抜粋>
⟨
【人間は「考える葦」である】(パスカル)
人間は孤独で弱いが、考えることができることに、その偉大と尊厳がある。
「考える」とは、心の中にある二つ以上の選択肢から、どれが正しいかを導き出すこと。
投資における哲学の重要性とは?
人は、お金に関して感情的になりがちです。
自由を享受するための資産運用であるはずなのに、「もっと儲けたい(欲望)」「損をしたくない(恐怖)」といった感情に揺さぶられているようでは本末転倒です。
そこで資産運用と正しく向き合うために、まずは「精神面」を整えましょう。
この記事は【先人たちの哲学を知り、確固たる自分の哲学を求めよう】という試みです。
哲学とは人生の羅針盤である
「哲学」とは、物凄く簡単に言うと「ナビ」のようなものです。
「ナビ」は目的地までの行程を示してくれますが「交通手段」「最短距離」「最短時間」「有料無料」など個人の好みでアレンジできます。
「天候」「安全性」「快適性」なども考慮すれば、様々な選択肢があります。
「安全第一で健康にも気を配りたい」とすれば「徒歩」、

「危険はあるが自分の裁量で目指したい」とすれば「車・バイク・自転車」、

「人生には限りがあるから時間が大切」とすれば「飛行機」、

「時間はあるからお金を節約したい」とすれば「夜行バス」、

「天候の影響を受けずに目指したい」とすれば「鉄道」、

「人が好きで新しい出会いを求めたい」とすれば「ヒッチハイク」、

という風に、人によって様々な判断基準があります。
これは、目的地への到達方法だけに限らず、人生における「選択と決断」が必要とされる全ての場面において求められます。
そして、この判断基準こそが「自分の哲学」と言えます。
資産運用においては「何に(商品)」「いつ(タイミング)」「どのくらい(金額)」「どのように(売買)」行うか?
⟩
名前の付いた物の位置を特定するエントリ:
⟨
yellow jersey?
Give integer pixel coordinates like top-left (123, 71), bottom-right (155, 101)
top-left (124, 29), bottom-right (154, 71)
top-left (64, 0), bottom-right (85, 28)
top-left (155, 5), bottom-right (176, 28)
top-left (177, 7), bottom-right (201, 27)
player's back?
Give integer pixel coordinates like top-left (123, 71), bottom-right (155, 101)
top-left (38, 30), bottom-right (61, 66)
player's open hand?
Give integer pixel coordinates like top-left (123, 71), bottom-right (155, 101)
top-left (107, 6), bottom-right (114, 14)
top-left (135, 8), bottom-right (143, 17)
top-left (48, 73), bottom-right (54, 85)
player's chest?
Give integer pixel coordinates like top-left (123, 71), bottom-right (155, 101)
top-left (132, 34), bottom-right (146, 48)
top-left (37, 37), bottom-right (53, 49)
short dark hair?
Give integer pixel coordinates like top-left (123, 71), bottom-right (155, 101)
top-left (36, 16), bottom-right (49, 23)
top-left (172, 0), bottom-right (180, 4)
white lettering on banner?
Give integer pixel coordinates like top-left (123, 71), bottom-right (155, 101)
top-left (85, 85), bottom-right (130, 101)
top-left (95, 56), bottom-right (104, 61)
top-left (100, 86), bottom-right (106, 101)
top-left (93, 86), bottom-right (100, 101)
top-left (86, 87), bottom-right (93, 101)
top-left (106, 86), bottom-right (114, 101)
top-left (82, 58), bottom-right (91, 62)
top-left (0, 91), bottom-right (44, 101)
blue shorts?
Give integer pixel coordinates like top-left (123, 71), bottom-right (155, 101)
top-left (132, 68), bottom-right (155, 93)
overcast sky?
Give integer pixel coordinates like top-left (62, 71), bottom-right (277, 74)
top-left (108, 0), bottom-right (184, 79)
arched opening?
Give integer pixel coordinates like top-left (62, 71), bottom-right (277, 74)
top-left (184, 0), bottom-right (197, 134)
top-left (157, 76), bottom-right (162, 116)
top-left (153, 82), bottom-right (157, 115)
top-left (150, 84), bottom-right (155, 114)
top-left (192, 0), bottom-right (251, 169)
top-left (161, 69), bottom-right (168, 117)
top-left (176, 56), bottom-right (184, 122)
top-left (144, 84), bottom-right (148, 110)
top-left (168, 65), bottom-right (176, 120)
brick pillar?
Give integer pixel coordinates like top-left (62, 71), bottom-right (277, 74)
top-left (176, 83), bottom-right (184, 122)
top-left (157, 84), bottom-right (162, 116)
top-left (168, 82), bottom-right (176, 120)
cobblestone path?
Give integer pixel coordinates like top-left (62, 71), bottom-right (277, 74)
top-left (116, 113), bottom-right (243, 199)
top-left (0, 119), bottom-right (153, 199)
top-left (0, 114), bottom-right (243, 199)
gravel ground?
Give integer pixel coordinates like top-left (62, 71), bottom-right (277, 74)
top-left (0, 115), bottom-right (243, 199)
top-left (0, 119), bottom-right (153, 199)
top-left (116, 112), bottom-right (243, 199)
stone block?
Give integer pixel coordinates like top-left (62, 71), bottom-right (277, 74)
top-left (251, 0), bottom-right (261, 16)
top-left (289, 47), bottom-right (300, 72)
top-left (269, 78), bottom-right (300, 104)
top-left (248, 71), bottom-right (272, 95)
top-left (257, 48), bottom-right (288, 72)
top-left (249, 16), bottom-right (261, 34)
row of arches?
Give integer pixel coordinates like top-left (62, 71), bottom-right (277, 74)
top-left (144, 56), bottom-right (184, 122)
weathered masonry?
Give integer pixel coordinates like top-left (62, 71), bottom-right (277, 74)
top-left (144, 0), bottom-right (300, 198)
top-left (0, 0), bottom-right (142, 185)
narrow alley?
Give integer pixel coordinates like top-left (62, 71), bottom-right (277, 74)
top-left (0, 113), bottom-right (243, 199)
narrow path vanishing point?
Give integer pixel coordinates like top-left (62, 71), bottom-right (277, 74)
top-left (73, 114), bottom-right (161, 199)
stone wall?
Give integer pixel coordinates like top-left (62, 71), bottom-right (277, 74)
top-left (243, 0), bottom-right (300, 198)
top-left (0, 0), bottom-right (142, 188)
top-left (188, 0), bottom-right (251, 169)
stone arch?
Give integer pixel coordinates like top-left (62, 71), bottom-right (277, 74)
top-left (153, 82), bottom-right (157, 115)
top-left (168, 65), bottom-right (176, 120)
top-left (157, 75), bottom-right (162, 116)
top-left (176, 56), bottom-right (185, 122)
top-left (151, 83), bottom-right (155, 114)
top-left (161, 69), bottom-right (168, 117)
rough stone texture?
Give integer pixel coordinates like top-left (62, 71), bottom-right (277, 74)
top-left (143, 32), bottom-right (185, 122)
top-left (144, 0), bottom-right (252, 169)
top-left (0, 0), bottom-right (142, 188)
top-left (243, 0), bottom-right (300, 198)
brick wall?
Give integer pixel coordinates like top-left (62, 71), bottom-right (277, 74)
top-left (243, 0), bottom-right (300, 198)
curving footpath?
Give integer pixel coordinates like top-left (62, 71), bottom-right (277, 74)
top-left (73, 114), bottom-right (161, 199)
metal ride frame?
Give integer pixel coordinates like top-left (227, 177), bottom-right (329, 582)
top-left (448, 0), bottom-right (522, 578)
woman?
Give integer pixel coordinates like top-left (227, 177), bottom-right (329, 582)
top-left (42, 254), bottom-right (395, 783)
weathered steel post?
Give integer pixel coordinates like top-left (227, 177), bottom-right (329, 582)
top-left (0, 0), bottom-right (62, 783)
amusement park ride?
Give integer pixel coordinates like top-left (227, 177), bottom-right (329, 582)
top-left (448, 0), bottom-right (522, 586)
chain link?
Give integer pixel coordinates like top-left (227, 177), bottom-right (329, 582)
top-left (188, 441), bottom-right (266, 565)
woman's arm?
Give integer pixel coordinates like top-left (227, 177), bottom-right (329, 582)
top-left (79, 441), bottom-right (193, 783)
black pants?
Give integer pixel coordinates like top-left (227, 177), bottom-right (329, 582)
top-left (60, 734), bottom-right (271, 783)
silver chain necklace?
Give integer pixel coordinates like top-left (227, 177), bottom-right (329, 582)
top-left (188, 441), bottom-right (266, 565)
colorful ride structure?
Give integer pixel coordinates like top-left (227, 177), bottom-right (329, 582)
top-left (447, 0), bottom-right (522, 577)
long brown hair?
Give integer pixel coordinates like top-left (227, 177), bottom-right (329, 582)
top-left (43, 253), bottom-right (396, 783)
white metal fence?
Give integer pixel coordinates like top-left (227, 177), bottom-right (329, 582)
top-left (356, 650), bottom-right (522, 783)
⟩
問題>
抜粋を読んで、次の問いに答えなさい。
1. パスカルの言葉では、人間は何であるとされていますか。
2. 「哲学」は、非常に簡単に言うと何のようなものだと述べられていますか。
3. 「時間はあるからお金を節約したい」とする場合、どの手段が挙げられていますか。
これらのエントリは抜粋とは関係がありません。

解答>
1. 「考える葦」
2. 「ナビ」
3. 「夜行バス」